# Instructions for the task:
Pick out each line of the records that includes the string "water", and copy it.

# Records for the exercise:
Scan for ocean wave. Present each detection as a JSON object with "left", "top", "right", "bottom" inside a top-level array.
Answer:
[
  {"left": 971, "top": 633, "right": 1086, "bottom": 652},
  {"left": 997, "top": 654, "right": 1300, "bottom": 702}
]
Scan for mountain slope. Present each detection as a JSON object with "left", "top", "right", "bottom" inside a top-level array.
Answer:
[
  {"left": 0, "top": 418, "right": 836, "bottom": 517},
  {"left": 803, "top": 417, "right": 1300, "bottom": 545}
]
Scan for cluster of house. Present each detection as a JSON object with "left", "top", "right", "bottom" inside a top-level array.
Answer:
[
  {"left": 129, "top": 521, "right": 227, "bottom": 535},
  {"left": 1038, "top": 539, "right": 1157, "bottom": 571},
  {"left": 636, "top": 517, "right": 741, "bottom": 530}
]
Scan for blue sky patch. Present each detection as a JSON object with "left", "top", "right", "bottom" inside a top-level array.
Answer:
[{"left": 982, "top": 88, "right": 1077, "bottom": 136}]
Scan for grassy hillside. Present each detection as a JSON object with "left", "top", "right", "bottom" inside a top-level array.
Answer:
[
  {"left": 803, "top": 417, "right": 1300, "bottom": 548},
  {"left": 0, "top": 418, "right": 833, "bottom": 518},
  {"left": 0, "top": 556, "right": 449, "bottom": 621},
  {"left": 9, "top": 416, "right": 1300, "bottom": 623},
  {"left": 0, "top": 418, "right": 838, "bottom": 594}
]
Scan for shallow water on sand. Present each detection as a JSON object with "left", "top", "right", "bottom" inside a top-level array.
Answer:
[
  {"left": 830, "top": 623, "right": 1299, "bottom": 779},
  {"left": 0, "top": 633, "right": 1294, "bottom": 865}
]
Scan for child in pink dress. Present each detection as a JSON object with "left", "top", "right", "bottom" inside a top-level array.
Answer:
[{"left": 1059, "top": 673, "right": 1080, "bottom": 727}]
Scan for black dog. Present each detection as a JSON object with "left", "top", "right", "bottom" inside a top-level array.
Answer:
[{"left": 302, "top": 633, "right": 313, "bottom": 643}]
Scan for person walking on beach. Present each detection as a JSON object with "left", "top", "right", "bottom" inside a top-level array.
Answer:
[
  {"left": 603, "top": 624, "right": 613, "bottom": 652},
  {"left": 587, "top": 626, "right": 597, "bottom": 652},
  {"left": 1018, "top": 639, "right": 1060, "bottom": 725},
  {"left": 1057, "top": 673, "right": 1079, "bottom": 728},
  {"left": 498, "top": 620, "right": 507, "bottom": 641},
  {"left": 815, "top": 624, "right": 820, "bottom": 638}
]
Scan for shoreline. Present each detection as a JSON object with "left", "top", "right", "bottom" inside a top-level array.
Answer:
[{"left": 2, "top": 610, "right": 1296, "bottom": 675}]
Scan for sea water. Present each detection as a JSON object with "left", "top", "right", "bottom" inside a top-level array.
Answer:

# Answer section:
Scan for shallow water on sand. Present each detection as a JSON object with "left", "top", "right", "bottom" inside a top-level array.
Scan for sea water. Present each detection as a JSON object with "left", "top", "right", "bottom" inside a top-level array.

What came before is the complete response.